## SÉRIE D'EXERCICES
- A) D'après l'article sur les migrants sri-lankais à La Réunion, où se trouve la « zone d'attente » sur l'île ?
- B) Recopiez fidèlement l'article sur les migrants sri-lankais à La Réunion, depuis « Les articles de » jusqu'à « la presse nationale. ».
- C) Prolongez l'article sur les migrants sri-lankais à La Réunion à partir de sa dernière phrase.

## EXTRAIT DU TEXTE
L'actu vue par Laurent DECLOITRE

Les articles de Laurent Decloitre (journaliste et biographe) sur la Réunion et l'océan Indien parus dans Libération, Marianne, Paris Match, l'Express, Géo et la presse nationale.

Publié le par Laurent DECLOITRE
Publié dans : #Articles parus dans Libération
Vicky, sa femme et leurs deux enfants. (R.Philippon)

Vicky, sa femme et leurs deux enfants. (R.Philippon)

Depuis 2018, plus de 400 migrants ont fui le Sri-Lanka pour trouver asile dans l’île française. La plupart sont expulsés, une minorité tente de s’intégrer, alors qu’associations et avocats dénoncent les conditions de leur accueil.

Libération du 6 mars 2023
De notre correspondant Laurent DECLOITRE

Darshan (1) attend, déboussolé, dans un appartement de Saint-Denis, une valise à ses pieds. Le migrant sri-lankais d’une vingtaine d’années, arrivé à La Réunion le 8 février après 4500 kilomètres et trois semaines de traversée sur un petit bateau de pêcheur, a obtenu le droit de déposer une demande d’asile. Il y a quelques heures ce 15 février, il a donc été autorisé à quitter, avec sa tante et un autre compatriote, l’aéroport Roland-Garros. À La Réunion, c’est dans le sous-sol de l’aérogare que se situe effectivement la « zone d’attente », zone extraterritoriale où sont maintenus les boat-people qui débarquent sur le territoire français et veulent obtenir le statut de réfugié. L’État a quatre jours pour estimer le « bien-fondé » de leur demande, sans juger sur le fond. Les autorités peuvent prolonger leur rétention jusqu’à vingt jours, sur décision du juge des libertés et de la détention.

## LIGNES DE DONNÉES

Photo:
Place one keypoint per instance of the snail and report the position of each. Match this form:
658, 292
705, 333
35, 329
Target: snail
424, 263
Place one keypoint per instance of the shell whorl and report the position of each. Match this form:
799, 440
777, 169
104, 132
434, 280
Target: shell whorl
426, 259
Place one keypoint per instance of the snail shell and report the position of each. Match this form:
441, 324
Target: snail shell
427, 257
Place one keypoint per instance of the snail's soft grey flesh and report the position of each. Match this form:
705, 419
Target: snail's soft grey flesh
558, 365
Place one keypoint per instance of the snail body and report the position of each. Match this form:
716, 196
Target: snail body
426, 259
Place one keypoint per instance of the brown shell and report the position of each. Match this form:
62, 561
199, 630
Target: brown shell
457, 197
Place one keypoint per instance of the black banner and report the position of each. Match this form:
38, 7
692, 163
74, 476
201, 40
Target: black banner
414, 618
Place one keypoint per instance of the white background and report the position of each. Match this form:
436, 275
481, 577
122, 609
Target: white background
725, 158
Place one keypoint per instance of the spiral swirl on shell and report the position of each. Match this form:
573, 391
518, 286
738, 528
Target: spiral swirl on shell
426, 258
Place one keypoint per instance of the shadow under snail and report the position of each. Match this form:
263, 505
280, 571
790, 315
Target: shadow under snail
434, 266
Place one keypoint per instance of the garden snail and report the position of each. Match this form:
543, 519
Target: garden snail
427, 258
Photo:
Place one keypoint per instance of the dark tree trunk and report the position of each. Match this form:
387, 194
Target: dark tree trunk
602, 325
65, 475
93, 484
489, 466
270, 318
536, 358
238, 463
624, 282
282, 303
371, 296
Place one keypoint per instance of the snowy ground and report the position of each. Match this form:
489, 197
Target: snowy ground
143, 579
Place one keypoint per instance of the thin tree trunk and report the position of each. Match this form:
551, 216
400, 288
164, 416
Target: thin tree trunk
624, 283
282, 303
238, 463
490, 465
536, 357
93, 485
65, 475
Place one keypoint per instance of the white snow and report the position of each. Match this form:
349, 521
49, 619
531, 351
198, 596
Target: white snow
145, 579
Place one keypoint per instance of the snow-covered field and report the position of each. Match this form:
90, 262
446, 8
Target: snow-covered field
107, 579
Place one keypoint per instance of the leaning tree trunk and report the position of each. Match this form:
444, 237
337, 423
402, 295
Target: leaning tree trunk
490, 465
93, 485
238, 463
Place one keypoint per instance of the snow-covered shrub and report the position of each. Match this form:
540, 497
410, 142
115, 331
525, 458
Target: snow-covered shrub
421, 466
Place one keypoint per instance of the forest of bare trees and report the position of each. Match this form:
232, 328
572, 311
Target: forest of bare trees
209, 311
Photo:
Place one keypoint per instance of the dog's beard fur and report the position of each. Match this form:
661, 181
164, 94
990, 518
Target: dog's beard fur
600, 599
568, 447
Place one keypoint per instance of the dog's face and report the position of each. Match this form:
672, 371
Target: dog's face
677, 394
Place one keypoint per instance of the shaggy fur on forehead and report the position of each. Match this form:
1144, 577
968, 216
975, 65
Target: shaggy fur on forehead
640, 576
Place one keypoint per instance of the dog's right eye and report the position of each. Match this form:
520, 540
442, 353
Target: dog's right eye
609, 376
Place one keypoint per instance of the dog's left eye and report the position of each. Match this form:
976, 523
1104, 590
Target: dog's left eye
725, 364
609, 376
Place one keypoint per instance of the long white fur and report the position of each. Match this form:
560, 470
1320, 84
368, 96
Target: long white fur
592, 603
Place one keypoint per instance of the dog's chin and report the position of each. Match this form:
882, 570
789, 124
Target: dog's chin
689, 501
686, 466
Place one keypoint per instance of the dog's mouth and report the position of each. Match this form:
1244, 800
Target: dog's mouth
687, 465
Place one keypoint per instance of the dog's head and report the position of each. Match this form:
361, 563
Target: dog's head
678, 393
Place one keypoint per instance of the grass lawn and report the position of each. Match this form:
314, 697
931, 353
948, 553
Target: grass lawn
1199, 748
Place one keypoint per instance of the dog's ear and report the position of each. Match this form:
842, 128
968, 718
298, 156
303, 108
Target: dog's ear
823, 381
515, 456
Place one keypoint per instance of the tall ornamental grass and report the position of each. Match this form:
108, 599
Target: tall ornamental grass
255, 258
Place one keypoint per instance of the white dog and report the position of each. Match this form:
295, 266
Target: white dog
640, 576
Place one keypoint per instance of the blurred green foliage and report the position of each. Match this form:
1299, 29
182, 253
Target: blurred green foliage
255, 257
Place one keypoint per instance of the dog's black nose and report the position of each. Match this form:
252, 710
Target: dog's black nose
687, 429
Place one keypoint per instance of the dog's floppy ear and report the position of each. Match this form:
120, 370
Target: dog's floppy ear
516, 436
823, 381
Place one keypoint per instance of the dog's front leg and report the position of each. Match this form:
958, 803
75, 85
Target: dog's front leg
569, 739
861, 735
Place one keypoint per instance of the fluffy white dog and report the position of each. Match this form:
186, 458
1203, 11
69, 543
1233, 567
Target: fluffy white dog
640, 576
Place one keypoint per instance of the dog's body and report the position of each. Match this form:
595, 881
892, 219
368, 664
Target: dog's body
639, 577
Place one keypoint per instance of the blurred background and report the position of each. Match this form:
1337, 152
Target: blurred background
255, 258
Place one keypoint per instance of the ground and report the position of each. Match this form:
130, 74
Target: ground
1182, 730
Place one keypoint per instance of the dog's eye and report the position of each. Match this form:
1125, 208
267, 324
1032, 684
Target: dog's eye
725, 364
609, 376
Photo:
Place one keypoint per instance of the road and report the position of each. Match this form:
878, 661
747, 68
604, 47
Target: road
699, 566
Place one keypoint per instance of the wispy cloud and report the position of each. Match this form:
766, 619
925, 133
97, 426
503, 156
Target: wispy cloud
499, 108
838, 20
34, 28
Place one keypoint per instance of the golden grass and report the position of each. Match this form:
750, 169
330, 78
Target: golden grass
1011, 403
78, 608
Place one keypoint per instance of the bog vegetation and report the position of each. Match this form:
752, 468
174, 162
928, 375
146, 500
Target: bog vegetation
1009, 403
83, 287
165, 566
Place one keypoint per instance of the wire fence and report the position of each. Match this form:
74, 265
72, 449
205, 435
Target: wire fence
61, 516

## RÉPONSES PAR CONSIGNE
- A) Dans le sous-sol de l'aérogare de l'aéroport Roland-Garros.

- B)
Les articles de Laurent Decloitre (journaliste et biographe) sur la Réunion et l'océan Indien parus dans Libération, Marianne, Paris Match, l'Express, Géo et la presse nationale.

- C)
Dans un anglais hésitant, le jeune Tamoul nous affirme avoir été violé par «un officier de la police gouvernementale» du Sri Lanka. Les quinze autre boat-people qui avaient également fui leur pays, au Sud de l’Inde, n’ont, eux, pas convaincu l’Ofpra, l’office français de protection des réfugiés et apatrides, des risques qu’ils encouraient à rester chez eux. Après une heure de visioconférence avec les fonctionnaires en métropole, depuis une pièce exigüe de l’aéroport, ils ont été considérés comme de simples migrants économiques et expulsés le 18 février par avion.
Depuis mars 2018, onze navires de fortune, dont cinq ces sept derniers mois, ont débarqué sur les côtes du département français, avec à leur bord 466 personnes, majoritairement tamoules. Les Sri Lankais fuient un pays qui a vu s’opposer des années durant la minorité tamoule à la majorité cyngalaise. En 2009, la guerre civile a pris fin, mais les Tamouls, de religion hindouiste, se disent toujours oppressés par le régime bouddhiste. Une grave crise économique a en outre déclenché des manifestations montres l’an dernier, qui ont conduit à la fuite du président de la République, un ancien militaire. Depuis, le nouveau président, qui a décrété l’état d’urgence , mène une féroce répression envers ses opposants, cyngalais ou tamouls.
Avant 2018, les migrants tentaient leur chance en Australie ou Nouvelle-Zélande, mais depuis que ces deux pays ont durci leur politique migratoire, La Réunion est devenue une destination de secours. L’île française, où vit une importante communauté hindoue arrivée d’Inde après l’abolition de l’esclavage en 1848, constitue également une porte d’entrée pour l’Europe.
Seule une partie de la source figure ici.